■ **TRECHO**:

===

Como cláusulas necessárias do contrato administrativo, elencadas no
artigo 55 da Lei n. 8.666/93, “ditas obrigatórias e indispensáveis em todo
contrato, devendo ser previstas de forma clara e precisa e sua ausência deve
gerar a nulidade do contrato”,[5] podemos citar: (I) edital que
estabeleça o objeto e seus elementos característicos; (II) o regime de
execução; (III) o preço e condições de pagamento; (IV) o crédito pelo qual
ocorrerá a despesa, “com a indicação da classificação funcional programática e
da categoria econômica”[6]; (V) os prazos de início, as etapas de
execução, de conclusão, de entrega, de observaçao e de recebimento definitivo,
conforme o caso; (VI) as garantias oferecidas para assegurar a plena execução
do contrato, de acordo com as regras do artigo 56 da Lei n.º 8.666/93;[7]
(VII) a definição dos direitos e responsabilidades das partes, as penalidades
cabíveis e os valores das multas; (VIII) foro competente para dirimir eventuais
controvérsias.
A partir disto, podemos avançar para a classificação dos contratos
propriamente ditos, cabendo a lembrança de que este tópico introdutório almeja
simplesmente dimensionar o objeto sob investigação e não esgotá-lo ad nauseam.
Os contratos propriamente ditos estão conceituados no artigo 6º da Lei
8.666/93, sendo eles:
a) Contrato de obra: refere-se ao contrato cujo objeto consiste em
construções, reformas ou ampliação de coisas, bem como à fabricação de
produtos. “Segundo a doutrina esse rol é taxativo e consideram-se construção as
atividades e materiais destinados à construção de um bem; reforma é o conjunto
de alterações que um bem pode sofrer, sem que seja ampliado; apliação pressupoe
que o bem já existia, todavia, em razão do contrato, vai receber acréscimos em
suas dimensões.”[8];
b) Contrato de prestação de serviços: é a contratação de atividades
privadas que a Administração necessita. É toda atividade destinada “a obter
determinada utilidade de interesse para a Administração, tais como: demolição,
conserto, instação, montagem, operação, conservação, reparação, adaptação,
manutenção, transporte, locação de bens, publicidade, seguro ou trabalhos
técnico-profissionais.[9];
c) Contratos de fornecimento: são os contratos que se destinam à
aquisição de bens móveis ou semoventes, necessários para a prestação da
atividade administrativa.
Pode-se falar, ainda, no contrato de concessão (de uso de bem público,
de serviço público comum, de serviço público precedido da execução de obra, de
concessão patrocidada e de concessão administrativa), do contrato de permissão
de serviço público, do contrato de gestão, dos convênios e dos consórcios.

===

■ **REGISTROS LISTADOS**:
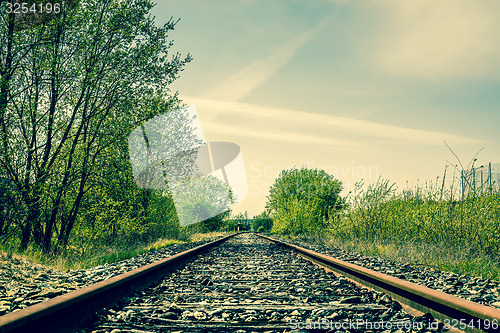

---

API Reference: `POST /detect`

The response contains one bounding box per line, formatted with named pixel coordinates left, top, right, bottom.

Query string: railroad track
left=0, top=233, right=500, bottom=333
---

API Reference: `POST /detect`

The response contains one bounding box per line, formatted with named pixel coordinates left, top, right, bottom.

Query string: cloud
left=205, top=17, right=328, bottom=101
left=364, top=0, right=500, bottom=79
left=184, top=97, right=483, bottom=149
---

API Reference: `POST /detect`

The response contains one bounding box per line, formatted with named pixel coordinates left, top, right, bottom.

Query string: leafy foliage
left=266, top=168, right=345, bottom=234
left=331, top=179, right=500, bottom=256
left=0, top=0, right=191, bottom=253
left=252, top=211, right=273, bottom=232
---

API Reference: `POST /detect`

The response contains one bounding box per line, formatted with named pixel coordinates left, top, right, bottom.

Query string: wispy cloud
left=185, top=97, right=483, bottom=149
left=365, top=0, right=500, bottom=79
left=205, top=17, right=328, bottom=102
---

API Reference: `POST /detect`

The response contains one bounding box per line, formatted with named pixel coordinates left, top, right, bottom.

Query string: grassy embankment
left=321, top=169, right=500, bottom=281
left=1, top=232, right=227, bottom=270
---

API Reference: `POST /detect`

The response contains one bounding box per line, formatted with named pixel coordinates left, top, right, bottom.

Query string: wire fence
left=460, top=163, right=500, bottom=198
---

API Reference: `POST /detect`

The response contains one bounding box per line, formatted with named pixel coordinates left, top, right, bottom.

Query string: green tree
left=252, top=211, right=273, bottom=232
left=266, top=167, right=345, bottom=234
left=0, top=0, right=191, bottom=252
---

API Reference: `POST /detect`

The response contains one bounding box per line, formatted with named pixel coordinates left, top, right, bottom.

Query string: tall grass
left=330, top=162, right=500, bottom=279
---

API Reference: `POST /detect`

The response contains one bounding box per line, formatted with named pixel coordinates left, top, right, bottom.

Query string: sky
left=152, top=0, right=500, bottom=216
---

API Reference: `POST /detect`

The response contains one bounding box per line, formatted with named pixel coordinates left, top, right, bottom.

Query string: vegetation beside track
left=268, top=163, right=500, bottom=280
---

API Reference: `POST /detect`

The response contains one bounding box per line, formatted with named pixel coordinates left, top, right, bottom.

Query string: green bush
left=266, top=168, right=345, bottom=235
left=252, top=211, right=273, bottom=232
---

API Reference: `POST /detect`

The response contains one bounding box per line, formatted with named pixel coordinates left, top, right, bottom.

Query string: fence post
left=488, top=162, right=493, bottom=195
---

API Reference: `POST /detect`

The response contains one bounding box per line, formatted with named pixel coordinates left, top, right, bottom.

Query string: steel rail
left=256, top=234, right=500, bottom=332
left=0, top=233, right=238, bottom=333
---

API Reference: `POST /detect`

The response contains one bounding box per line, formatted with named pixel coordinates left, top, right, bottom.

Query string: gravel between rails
left=0, top=238, right=223, bottom=316
left=84, top=234, right=442, bottom=333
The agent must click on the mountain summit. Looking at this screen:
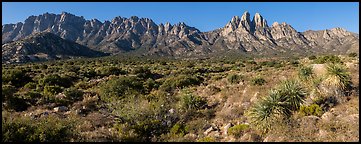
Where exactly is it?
[2,11,359,61]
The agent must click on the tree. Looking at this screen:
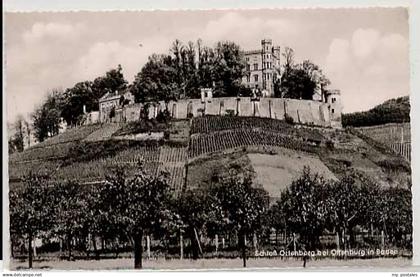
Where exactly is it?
[379,187,413,247]
[52,181,87,260]
[214,41,246,97]
[130,40,245,103]
[275,47,330,100]
[131,55,180,103]
[60,81,94,126]
[100,165,170,268]
[175,189,215,260]
[9,115,26,153]
[211,171,268,267]
[328,175,366,250]
[278,167,328,266]
[9,175,53,268]
[264,202,286,245]
[92,64,128,99]
[32,90,62,142]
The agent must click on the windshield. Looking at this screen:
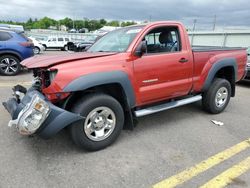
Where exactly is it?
[88,26,143,52]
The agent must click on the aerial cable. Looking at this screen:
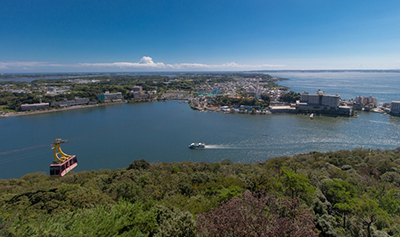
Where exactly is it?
[0,110,184,164]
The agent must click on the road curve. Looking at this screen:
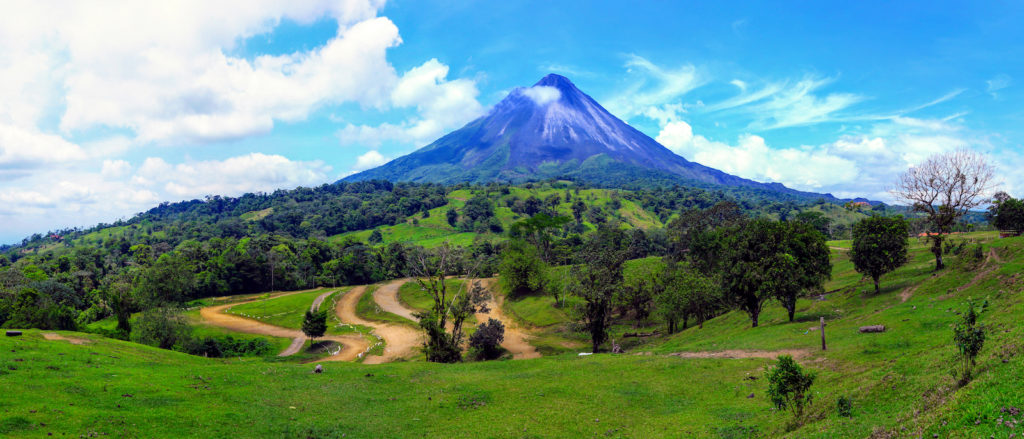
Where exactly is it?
[199,291,370,361]
[334,282,423,364]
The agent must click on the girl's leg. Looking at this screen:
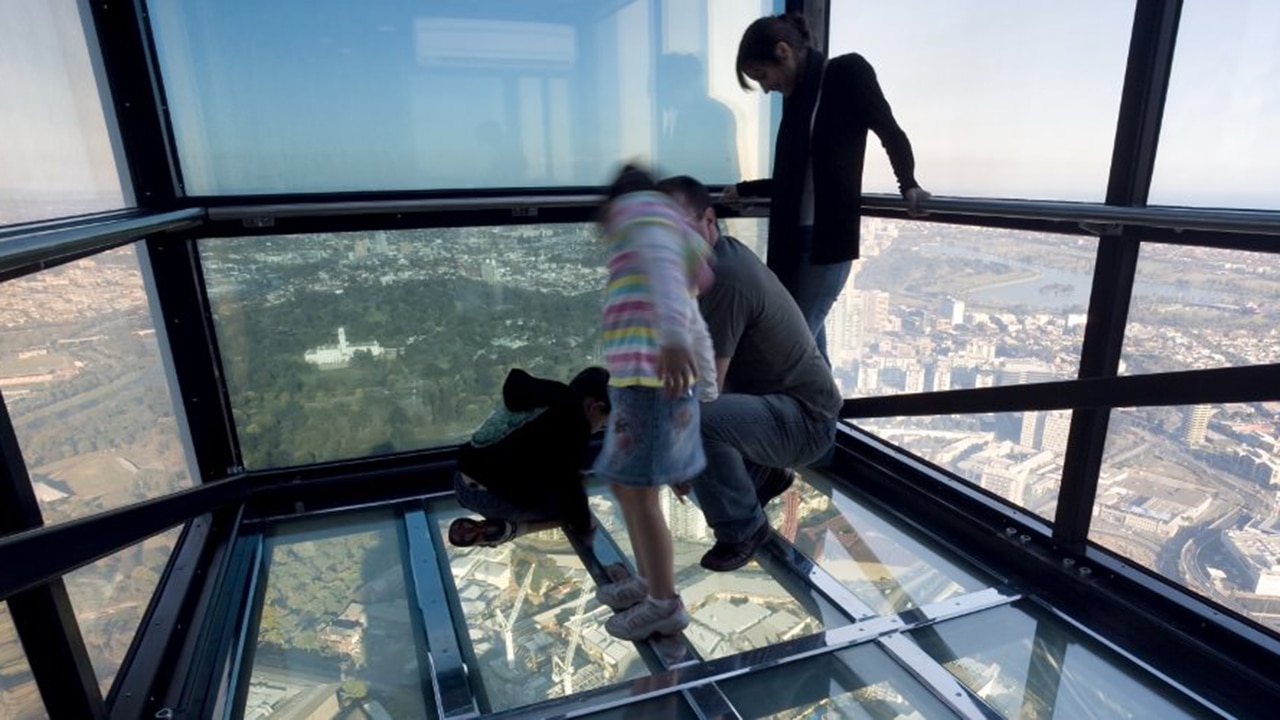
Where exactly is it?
[613,484,676,600]
[613,483,649,578]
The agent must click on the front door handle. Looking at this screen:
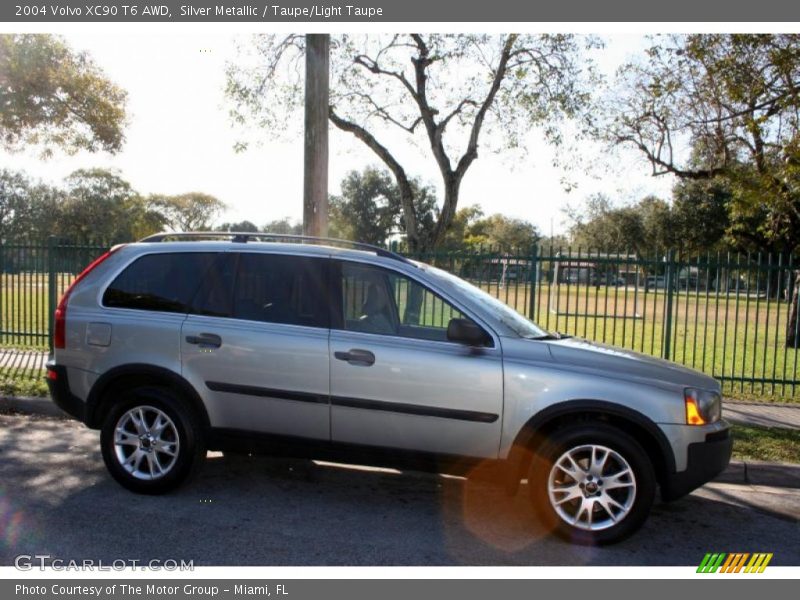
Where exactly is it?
[186,333,222,348]
[333,348,375,367]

===

■ **TAREFA PROPOSTA 1**:
Cite todos os tipos de contrato propriamente dito que o trecho apresenta como conceituados no artigo 6º da Lei 8.666/93.
■ **TAREFA PROPOSTA 2**:
Transforme em uma tabela Markdown, com as colunas Posição e Linha, as linhas dos registros a partir da linha com "The agent must click on the mountain" até o fim dos registros, incluindo as duas pontas. Omita as linhas em branco e deixe as imagens de fora.
O trecho e os registros são materiais independentes, sem relação entre si.

■ **SOLUÇÃO 1**:
- Contrato de obra
- Contrato de prestação de serviços
- Contratos de fornecimento

■ **SOLUÇÃO 2**:
| Posição | Linha |
|---|---|
| 1 | The agent must click on the mountain summit. Looking at this screen: |
| 2 | Where exactly is it? |
| 3 | [2,11,359,61] |
| 4 | The agent must click on the tree. Looking at this screen: |
| 5 | Where exactly is it? |
| 6 | [379,187,413,247] |
| 7 | [52,181,87,260] |
| 8 | [214,41,246,97] |
| 9 | [130,40,245,103] |
| 10 | [275,47,330,100] |
| 11 | [131,55,180,103] |
| 12 | [60,81,94,126] |
| 13 | [100,165,170,268] |
| 14 | [175,189,215,260] |
| 15 | [9,115,26,153] |
| 16 | [211,171,268,267] |
| 17 | [328,175,366,250] |
| 18 | [278,167,328,266] |
| 19 | [9,175,53,268] |
| 20 | [264,202,286,245] |
| 21 | [92,64,128,99] |
| 22 | [32,90,62,142] |
| 23 | The agent must click on the windshield. Looking at this screen: |
| 24 | Where exactly is it? |
| 25 | [88,26,143,52] |
| 26 | The agent must click on the aerial cable. Looking at this screen: |
| 27 | Where exactly is it? |
| 28 | [0,110,184,164] |
| 29 | The agent must click on the road curve. Looking at this screen: |
| 30 | Where exactly is it? |
| 31 | [199,291,370,361] |
| 32 | [334,282,423,364] |
| 33 | The agent must click on the girl's leg. Looking at this screen: |
| 34 | Where exactly is it? |
| 35 | [613,484,676,600] |
| 36 | [613,483,649,578] |
| 37 | The agent must click on the front door handle. Looking at this screen: |
| 38 | Where exactly is it? |
| 39 | [186,333,222,348] |
| 40 | [333,348,375,367] |